(Data listing)
###

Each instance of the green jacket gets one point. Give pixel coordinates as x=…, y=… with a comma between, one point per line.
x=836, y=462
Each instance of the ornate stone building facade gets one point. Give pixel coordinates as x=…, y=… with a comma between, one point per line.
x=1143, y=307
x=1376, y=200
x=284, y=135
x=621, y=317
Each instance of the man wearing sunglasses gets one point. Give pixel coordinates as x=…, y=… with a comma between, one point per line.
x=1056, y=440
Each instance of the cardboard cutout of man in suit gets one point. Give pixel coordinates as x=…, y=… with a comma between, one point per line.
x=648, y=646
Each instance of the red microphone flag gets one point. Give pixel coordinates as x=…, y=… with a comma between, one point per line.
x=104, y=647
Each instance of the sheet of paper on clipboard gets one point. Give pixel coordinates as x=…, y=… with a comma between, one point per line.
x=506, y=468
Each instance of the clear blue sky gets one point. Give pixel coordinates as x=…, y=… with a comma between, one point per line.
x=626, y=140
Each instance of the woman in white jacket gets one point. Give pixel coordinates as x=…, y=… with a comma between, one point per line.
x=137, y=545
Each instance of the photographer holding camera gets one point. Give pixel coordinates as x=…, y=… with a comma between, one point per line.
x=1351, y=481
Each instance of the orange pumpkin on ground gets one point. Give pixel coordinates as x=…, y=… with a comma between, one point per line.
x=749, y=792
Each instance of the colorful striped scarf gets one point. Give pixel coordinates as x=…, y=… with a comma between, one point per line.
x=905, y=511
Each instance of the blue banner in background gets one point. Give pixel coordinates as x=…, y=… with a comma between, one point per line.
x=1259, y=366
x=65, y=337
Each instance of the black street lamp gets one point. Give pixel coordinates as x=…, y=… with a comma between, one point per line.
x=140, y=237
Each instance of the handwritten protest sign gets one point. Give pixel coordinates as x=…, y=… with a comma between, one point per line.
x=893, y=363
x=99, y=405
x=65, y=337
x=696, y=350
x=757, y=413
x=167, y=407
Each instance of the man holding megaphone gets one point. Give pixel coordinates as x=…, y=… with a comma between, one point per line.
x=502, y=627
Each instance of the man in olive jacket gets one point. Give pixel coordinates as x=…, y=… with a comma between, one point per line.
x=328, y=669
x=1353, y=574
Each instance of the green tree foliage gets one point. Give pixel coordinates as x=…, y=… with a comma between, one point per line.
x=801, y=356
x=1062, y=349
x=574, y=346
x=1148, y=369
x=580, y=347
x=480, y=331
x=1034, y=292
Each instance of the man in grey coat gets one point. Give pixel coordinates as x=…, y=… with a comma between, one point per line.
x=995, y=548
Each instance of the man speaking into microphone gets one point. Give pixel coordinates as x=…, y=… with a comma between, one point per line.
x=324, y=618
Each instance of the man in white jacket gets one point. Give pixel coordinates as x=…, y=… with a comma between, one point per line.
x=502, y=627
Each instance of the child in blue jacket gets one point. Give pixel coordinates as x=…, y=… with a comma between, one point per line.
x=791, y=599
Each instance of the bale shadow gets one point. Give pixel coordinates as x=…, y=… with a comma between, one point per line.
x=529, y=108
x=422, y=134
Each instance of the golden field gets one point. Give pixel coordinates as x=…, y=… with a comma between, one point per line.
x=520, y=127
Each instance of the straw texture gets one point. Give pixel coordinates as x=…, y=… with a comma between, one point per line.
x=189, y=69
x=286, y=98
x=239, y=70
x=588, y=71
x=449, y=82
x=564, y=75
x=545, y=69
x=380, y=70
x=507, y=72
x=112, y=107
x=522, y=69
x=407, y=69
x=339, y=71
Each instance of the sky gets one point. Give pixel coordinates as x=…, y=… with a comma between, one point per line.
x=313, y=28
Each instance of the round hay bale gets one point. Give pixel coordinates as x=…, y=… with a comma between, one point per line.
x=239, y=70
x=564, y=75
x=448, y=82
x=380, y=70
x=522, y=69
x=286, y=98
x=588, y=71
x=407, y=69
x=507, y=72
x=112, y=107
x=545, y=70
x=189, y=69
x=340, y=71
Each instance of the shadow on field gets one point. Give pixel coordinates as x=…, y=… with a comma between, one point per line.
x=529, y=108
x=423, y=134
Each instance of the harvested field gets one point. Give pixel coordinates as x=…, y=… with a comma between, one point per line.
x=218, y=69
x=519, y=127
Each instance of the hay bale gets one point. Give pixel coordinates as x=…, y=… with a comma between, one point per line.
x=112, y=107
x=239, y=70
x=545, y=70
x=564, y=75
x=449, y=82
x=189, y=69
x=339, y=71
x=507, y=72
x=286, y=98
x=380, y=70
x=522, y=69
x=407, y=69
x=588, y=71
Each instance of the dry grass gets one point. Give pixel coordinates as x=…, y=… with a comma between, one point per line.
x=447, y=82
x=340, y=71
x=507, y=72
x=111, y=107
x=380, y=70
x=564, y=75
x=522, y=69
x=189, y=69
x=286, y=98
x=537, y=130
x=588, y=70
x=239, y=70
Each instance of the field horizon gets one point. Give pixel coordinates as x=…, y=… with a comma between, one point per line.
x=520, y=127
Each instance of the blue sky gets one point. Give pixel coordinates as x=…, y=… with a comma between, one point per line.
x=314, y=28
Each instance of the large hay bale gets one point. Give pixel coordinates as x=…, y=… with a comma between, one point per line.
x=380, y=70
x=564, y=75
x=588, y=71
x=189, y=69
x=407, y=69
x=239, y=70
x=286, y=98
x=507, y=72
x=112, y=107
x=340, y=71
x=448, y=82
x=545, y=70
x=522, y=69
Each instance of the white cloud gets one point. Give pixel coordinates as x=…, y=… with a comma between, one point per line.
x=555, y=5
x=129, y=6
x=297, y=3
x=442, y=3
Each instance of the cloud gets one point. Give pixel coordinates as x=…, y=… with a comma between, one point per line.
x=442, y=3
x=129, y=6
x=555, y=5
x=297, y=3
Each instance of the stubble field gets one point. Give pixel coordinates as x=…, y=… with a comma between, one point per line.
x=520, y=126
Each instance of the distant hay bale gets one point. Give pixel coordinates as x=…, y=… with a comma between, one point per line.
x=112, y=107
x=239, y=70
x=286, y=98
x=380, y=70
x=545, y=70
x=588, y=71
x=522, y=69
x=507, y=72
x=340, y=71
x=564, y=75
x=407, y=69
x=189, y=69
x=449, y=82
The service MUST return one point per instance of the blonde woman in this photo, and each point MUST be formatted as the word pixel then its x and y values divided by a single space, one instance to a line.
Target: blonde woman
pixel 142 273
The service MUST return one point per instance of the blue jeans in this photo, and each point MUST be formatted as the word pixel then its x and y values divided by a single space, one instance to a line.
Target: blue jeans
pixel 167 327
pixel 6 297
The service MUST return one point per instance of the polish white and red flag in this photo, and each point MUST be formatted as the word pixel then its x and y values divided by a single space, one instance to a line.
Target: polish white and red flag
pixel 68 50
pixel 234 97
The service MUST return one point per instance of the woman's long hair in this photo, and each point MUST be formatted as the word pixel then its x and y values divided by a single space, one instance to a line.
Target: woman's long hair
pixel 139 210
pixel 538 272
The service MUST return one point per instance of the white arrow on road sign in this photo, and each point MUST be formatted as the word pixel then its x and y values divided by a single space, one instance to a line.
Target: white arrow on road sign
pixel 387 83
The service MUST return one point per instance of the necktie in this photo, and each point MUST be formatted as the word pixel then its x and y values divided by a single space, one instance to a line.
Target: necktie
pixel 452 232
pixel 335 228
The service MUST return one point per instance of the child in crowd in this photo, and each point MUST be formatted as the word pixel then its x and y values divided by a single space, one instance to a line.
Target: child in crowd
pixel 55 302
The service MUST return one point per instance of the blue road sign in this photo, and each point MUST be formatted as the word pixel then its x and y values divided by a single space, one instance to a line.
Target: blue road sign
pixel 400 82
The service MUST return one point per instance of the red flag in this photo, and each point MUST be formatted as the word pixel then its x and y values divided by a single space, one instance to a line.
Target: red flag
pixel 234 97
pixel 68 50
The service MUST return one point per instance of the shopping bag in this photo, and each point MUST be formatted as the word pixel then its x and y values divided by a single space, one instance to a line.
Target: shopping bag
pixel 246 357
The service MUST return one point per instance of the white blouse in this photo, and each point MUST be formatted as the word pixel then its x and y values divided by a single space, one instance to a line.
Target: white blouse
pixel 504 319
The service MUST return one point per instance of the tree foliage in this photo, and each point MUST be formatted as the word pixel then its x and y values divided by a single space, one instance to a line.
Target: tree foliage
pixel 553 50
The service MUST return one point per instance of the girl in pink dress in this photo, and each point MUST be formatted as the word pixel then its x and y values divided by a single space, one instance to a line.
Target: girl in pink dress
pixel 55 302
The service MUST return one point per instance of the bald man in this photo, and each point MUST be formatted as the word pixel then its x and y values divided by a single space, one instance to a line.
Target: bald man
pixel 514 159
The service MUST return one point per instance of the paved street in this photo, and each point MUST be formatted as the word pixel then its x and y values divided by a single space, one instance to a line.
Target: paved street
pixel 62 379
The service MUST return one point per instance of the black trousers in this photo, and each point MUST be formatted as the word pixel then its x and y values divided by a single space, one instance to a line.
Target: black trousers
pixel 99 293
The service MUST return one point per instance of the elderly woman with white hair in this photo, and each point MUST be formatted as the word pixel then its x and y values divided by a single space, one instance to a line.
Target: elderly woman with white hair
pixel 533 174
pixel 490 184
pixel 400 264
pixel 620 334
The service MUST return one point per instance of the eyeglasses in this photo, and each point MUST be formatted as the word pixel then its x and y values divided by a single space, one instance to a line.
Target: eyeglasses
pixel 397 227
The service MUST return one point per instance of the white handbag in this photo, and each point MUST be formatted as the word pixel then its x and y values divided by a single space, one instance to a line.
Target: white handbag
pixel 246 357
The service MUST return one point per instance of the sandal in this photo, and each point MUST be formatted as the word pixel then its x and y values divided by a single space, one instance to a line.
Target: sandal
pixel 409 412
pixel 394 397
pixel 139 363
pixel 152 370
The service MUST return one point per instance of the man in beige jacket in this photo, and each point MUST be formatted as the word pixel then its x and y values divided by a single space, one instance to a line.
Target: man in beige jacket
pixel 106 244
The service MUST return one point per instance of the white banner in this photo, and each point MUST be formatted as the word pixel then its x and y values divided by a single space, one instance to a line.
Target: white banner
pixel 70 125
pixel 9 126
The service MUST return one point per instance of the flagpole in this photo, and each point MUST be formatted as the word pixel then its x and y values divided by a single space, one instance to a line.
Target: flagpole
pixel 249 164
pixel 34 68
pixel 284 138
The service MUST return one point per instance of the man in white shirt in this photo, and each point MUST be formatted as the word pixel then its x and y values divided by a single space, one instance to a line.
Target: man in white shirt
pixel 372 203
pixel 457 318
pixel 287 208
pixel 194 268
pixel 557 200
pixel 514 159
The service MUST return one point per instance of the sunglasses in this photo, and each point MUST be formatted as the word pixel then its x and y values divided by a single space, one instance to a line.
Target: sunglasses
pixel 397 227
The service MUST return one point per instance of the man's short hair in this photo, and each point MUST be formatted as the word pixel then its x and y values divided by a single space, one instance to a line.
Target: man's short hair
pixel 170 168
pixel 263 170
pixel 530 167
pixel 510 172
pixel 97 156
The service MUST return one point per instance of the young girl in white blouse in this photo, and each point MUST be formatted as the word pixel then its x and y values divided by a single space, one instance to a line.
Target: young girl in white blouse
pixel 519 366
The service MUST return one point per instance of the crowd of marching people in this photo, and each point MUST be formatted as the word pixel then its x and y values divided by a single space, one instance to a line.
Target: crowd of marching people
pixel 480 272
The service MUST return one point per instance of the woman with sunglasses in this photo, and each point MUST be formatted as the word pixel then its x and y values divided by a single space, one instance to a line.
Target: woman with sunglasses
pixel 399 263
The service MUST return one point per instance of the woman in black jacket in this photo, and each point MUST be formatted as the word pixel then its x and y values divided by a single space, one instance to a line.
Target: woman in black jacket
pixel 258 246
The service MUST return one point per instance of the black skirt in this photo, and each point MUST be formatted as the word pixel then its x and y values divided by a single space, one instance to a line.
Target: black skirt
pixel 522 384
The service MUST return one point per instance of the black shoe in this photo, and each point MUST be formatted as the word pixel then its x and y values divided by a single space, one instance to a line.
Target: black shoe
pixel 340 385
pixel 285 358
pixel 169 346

###

(TASK DIRECTIONS) Can you rewrite the rows as a JSON list of strings, one per line, leaving out blank lines? Begin at the line that has "The service MUST return one point per instance of the necktie", stop after the line that has "pixel 504 319", and include nothing outside that span.

(COMPLETE OUTPUT)
[
  "The service MUST return one point per instance of the necktie in this photo, and each point MUST be formatted as the word pixel then its x and y values divided by a single space, one instance to a line.",
  "Target: necktie",
  "pixel 452 232",
  "pixel 335 228",
  "The service MUST return one point per instance of the child in crowd in this photo, and each point MUST be formatted as the word pixel then its x and y values divided by a single space, one instance to a line.",
  "Target: child in crowd",
  "pixel 55 302",
  "The service MUST return one point per instance of the blue road sign in this photo, and each point MUST be formatted as the word pixel then its x and y values divided by a single space, one instance to a line.",
  "Target: blue road sign",
  "pixel 400 82",
  "The service MUST return one point per instance of the red flag in this photo, and each point MUST be formatted as the word pixel then its x and y values divided by a single space, one instance to a line.",
  "Target: red flag",
  "pixel 234 97",
  "pixel 68 50",
  "The service MUST return one point per instance of the shopping bag in this photo, and each point MUST be formatted as the word pixel then its x and y values divided by a single space, one instance to a line.",
  "Target: shopping bag",
  "pixel 246 357",
  "The service MUST return one point per instance of the white blouse in this photo, and each point MUST be formatted as the word pixel then its x and y values divided by a single space, one instance to a line.",
  "Target: white blouse",
  "pixel 504 319"
]